* **EXERCISE DETAILS**: Nothing in the records may be changed; reproduce all of them.

* **Records from a collection**:
════
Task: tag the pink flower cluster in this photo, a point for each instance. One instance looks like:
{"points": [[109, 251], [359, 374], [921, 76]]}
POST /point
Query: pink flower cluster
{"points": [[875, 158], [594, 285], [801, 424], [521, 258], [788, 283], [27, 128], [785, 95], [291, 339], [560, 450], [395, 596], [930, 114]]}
════
* **TASK RESPONSE**:
Task: tag the pink flower cluster in this photo, a point for each instance. One instance looks like:
{"points": [[109, 251], [359, 374], [921, 76]]}
POST /point
Query: pink flower cluster
{"points": [[875, 158], [594, 285], [801, 424], [521, 258], [788, 283], [27, 128], [785, 95], [291, 339], [560, 450], [395, 596], [930, 114]]}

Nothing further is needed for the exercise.